Reza Baluchi just can't stop getting into trouble with the U.S. Coast Guard, NPR reported. The Iranian-born man from Florida was arrested on Aug. 29 after officers tried for three days to convince him to abandon his plan: running across the Atlantic Ocean in a "hamster wheel" fitted with buoys, with his final destination being London, England -- 4,000 miles from his starting point. He tried similar stunts in 2014, 2016 and 2021, "all of which resulted in USCG intervention," said Coast Guard Special Agent Michael Perez. In a short documentary made about Baluchi by Vice, he explained his motivation: "If you drive a boat, nobody cares. Bubble, nobody did before. ... Make me crazy. They stop me every time, they save my life. I don't no need it, save my life." After the 2016 incident, the Coast Guard sank Baluchi's bubble, so he redesigned and built a new one. He faces charges of obstruction of boarding and violation of a captain of the port order.
The Criminal Mind
The North Wales Police are warning residents about a new strategy being used by burglars, Sky News reported. Criminals are leaving Christmas gnomes in people's front gardens, then watching to see if the little figurines are moved. That way, they can discern whether residents are away and the home is an easy target. "We would advise residents to be vigilant," a spokesperson for the police said. Dodgy.
John McKee, 51, of Vincennes, Indiana, landed in the Knox County jail on Aug. 23 after a state trooper observed him driving a Power Wheels Jeep around 9 p.m. on a city street. According to police, the toy car didn't have lights or reflectors, and McKee failed a field sobriety test, The Smoking Gun reported. He told the officer that he had crystal meth and marijuana in his system. He was released on bond, and his fancy ride was collected by Troy's Towing, a trooper said.
Goodwill employees in Goodyear, Arizona, were startled on Sept. 5 when they opened a donated box and found a human skull inside, The Arizona Republic reported. The skull still had some of the teeth attached and featured a false eye set in the left eye socket. Goodyear Police spokesperson Lisa Berry said they believed it to be "historic" and to have no "forensic significance, meaning there appears to be no associated crime." The Goodwill store would not comment on whether the skull will be added to the store's shelves (perfect for Halloween!) or how it would be priced.

▶ **Tasks to complete**
1 > Rewrite the paragraph of the news excerpt beginning "John McKee, 51, of Vincennes" as a shorter bulleted list that keeps its main facts.
2 > Transcribe the news excerpt word for word between "John McKee, 51, of" and "a trooper said.", inclusive.

▶ **Entries supplied**

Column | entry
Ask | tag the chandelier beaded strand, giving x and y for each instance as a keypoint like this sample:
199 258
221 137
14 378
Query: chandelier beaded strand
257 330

▶ **The results**
1 >
- John McKee, 51, of Vincennes, Indiana, was jailed in the Knox County jail on Aug. 23.
- A state trooper saw him driving a Power Wheels Jeep on a city street around 9 p.m.
- The toy car had no lights or reflectors.
- McKee failed a field sobriety test and said he had crystal meth and marijuana in his system.
- He was released on bond, and Troy's Towing collected the Jeep.

2 >
John McKee, 51, of Vincennes, Indiana, landed in the Knox County jail on Aug. 23 after a state trooper observed him driving a Power Wheels Jeep around 9 p.m. on a city street. According to police, the toy car didn't have lights or reflectors, and McKee failed a field sobriety test, The Smoking Gun reported. He told the officer that he had crystal meth and marijuana in his system. He was released on bond, and his fancy ride was collected by Troy's Towing, a trooper said.